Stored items
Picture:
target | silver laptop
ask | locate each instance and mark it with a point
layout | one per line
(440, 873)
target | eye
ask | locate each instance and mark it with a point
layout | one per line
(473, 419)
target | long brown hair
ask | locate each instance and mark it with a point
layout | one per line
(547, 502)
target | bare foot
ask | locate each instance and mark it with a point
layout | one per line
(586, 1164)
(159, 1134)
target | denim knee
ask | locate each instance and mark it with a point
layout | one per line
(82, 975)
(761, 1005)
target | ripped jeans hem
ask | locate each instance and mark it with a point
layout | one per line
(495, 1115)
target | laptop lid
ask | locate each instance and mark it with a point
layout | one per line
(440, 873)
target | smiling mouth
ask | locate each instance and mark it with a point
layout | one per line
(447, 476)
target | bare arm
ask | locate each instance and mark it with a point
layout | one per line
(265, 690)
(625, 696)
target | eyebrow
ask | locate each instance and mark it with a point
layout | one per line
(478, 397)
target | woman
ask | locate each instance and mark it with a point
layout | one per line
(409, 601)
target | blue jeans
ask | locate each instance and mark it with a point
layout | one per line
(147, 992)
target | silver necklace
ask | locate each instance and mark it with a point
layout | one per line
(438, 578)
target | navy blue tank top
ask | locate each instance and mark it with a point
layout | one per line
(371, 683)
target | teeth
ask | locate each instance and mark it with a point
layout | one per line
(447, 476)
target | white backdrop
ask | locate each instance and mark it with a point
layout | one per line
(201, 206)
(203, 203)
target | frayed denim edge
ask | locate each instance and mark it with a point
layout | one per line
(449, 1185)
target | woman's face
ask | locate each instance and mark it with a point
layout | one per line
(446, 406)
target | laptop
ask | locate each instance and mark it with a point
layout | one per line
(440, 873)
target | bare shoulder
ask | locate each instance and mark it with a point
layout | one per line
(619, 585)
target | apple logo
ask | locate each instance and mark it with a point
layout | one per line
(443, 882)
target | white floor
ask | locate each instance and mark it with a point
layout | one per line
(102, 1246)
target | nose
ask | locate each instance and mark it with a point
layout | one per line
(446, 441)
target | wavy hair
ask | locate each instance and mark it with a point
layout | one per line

Goal of the exercise:
Only the lines with "white" are needed; find them in the records and copy each one.

Exercise output:
target | white backdrop
target | white floor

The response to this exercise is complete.